Regarding claim 13 referring to claim 1, Poornachandran discloses A non-transitory machine readable storage medium comprising instructions that, when executed, cause processor circuitry to at least: … (paragraph [0018]: the functionality of the processing circuitry 14 or means for processing 14 may be implemented by the processing circuitry 14 or means for processing 14 executing machine-readable instructions; See the rejection for claim 1).
Regarding claim 25 referring to claim 1, Poornachandran discloses An apparatus for processing a cloud client application pipeline across devices, the apparatus comprising: means for tracing, means for building, means for communicating, means for requesting, means for updating, means for dispatching … (paragraph [0027]; processing circuitry; See the rejection claim 1).
Regarding claims 2 and 14, Poornachandran discloses
wherein the processor circuitry is further to:
detect a change in the compute graph (paragraph [0055]: The evaluator 520 may perform real-time evaluation of the kernel power/thermal QoS for future improvement … task graph re-generation may be performed along with associated compute kernels statically (i.e., by graph parsing) or dynamically (e.g., based on a real-world data flow) with or without a past histogram; paragraph [0056]: The proposed concept may introduce a power, thermal & energy-aware cost function in DPC++ oneAPI that supports task graph re-generation (dynamically without compromising functional accuracy—e.g., AI (Artificial Intelligence) or quality in terms of Media/Graphics) and associated compute Kernels based on static telemetry (graph parsing), run-time telemetry (data dependent) and histogram of past usage telemetry. It may provide graph and kernel partitioning based on (CXL) memory, input/output and discrete memory control hub capabilities. It may provide hardware and application awareness, e.g., to support virtual machine migration and to dynamically adapt a kernel to available newer hardware);
request a second processing unit device assignment (paragraph [0054]: The Tensorflow framework may also initialize 411 with oneDNN and specify or negotiate an SLA (Service Level Agreement) from the application to specify 422 the application SLA (e.g., to not use a certain ISA, such as AVX-512). In other words, applications may specify the power/thermal SLA/requirement to the PTCCK to influence the task graph scheduling, compute kernel generation and scheduling on the target XPU HW … The processing circuitry may be configured to negotiate the service-level agreement based on the bi-directional specification of the service-level agreement and based on the capabilities of the two or more different XPUs);
update the compute graph based on a second processing unit device assignment (paragraph [0027]: the method may comprise generating 140 or re-generating 162 the task graph based on a dynamic analysis of the computer program based on the real-world current data flow and/or the real-world past data flow. This dynamic analysis may be performed by executing the computer program (or portions thereof) in a sandboxed environment or using the two or more XPUs with appropriate telemetry); and
dispatch the second processing unit device assignment by sending a second dispatch command (paragraph [0035]: the task graph may be generated or re-generated such, that it includes (e.g., reflects) the assignment of the execution of the one or more compute kernels; paragraph [0038]: the processing circuitry may be configured to transfer the compute kernel(s) and necessary data to and from the respective XPU(s) during execution of the computer program (e.g., via the interface circuitry 12; paragraph [0059]: The processing circuitry is configured to assign the execution of the one or more compute kernels to the two or more different XPUs based on the respective energy-related metric).

= TASK INSTRUCTIONS =
(a) In the patent rejection text, which paragraph of Poornachandran is cited for claim 13's processing circuitry executing machine-readable instructions?
(b) Translate this sentence from the patent rejection text into Spanish: "This dynamic analysis may be performed by executing the computer program (or portions thereof) in a sandboxed environment or using the two or more XPUs with appropriate telemetry."
(c) Copy the passage of the patent rejection text between "Regarding claim 13" and "rejection claim 1).", inclusive.

= SUPPLIED INFORMATION =

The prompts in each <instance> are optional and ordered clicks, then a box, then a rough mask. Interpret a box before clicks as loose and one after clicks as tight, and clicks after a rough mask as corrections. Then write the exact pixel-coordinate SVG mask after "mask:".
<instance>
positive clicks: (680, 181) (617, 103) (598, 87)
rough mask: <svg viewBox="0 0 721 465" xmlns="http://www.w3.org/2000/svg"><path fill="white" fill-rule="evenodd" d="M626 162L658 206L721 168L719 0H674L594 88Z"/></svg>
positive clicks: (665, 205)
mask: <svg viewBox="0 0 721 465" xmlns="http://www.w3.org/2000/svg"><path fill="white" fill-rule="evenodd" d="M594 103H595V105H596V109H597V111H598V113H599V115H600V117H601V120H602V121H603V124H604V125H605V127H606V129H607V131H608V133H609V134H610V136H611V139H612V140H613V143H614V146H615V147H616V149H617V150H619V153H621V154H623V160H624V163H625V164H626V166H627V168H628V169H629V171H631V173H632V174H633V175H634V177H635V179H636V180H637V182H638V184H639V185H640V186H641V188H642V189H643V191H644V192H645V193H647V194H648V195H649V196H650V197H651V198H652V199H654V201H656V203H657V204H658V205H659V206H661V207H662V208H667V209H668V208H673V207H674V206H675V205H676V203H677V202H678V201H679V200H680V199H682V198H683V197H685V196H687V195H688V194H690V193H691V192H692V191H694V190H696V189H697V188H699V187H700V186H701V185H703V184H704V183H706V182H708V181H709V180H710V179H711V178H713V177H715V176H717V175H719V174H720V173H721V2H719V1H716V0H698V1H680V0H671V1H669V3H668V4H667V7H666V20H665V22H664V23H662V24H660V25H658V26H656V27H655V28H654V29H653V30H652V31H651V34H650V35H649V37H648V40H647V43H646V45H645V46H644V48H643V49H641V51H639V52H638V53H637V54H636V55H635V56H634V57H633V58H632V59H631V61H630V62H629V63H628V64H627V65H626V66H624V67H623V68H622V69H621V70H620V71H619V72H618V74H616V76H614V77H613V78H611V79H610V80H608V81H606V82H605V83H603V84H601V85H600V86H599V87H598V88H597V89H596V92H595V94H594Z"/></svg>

= ACTIVITY ANSWERS =
(a) Paragraph [0018]

(b) Este análisis dinámico puede realizarse ejecutando el programa informático (o partes del mismo) en un entorno aislado o utilizando las dos o más XPU con la telemetría adecuada.

(c)
Regarding claim 13 referring to claim 1, Poornachandran discloses A non-transitory machine readable storage medium comprising instructions that, when executed, cause processor circuitry to at least: … (paragraph [0018]: the functionality of the processing circuitry 14 or means for processing 14 may be implemented by the processing circuitry 14 or means for processing 14 executing machine-readable instructions; See the rejection for claim 1).
Regarding claim 25 referring to claim 1, Poornachandran discloses An apparatus for processing a cloud client application pipeline across devices, the apparatus comprising: means for tracing, means for building, means for communicating, means for requesting, means for updating, means for dispatching … (paragraph [0027]; processing circuitry; See the rejection claim 1).